# Brief 1
According to the text on sleep deprivation, during which kind of sleep is information moved from short-term memory to long-term memory?
# Brief 2
Copy the passage from the text on sleep deprivation starting with "You become forgetful" and going on through "to solidify memories.".

While you may not think about getting enough sleep as something serious, especially in the fast paced world of today, the health consequences of sleep deprivation are real—and they add up over time.
You become forgetful
Another effect of sleep deprivation is an inability to retain memories. Not getting enough sleep interferes with your ability to focus and learn efficiently, which is essential for you to remember something.
Research shows that sleep strengthens nerve connections involved in memory, and also helps consolidate new information into memories. Not getting enough shut-eye interferes with this, especially since you need enough REM (rapid eye movement) sleep in order for your brain to solidify memories.
REM sleep is where you move information from your short term memory to your long term memory, and when you do not get enough sleep, you miss out on REM, and this has an effect on your memory.
You get irritable
There is a chance that you have noticed that you wake up “on the wrong side of the bed” if you haven’t gotten enough shut-eye. Sleep deprivation affects mood, and it makes you see everything in a more negative light because your emotions are far more volatile when sleep deprived.

# Data
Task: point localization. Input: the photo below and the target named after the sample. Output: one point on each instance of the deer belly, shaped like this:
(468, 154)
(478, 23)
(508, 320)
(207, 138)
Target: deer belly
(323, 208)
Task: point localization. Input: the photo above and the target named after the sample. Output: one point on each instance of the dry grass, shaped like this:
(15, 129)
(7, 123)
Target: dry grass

# Result 1
REM (rapid eye movement) sleep

# Result 2
You become forgetful
Another effect of sleep deprivation is an inability to retain memories. Not getting enough sleep interferes with your ability to focus and learn efficiently, which is essential for you to remember something.
Research shows that sleep strengthens nerve connections involved in memory, and also helps consolidate new information into memories. Not getting enough shut-eye interferes with this, especially since you need enough REM (rapid eye movement) sleep in order for your brain to solidify memories.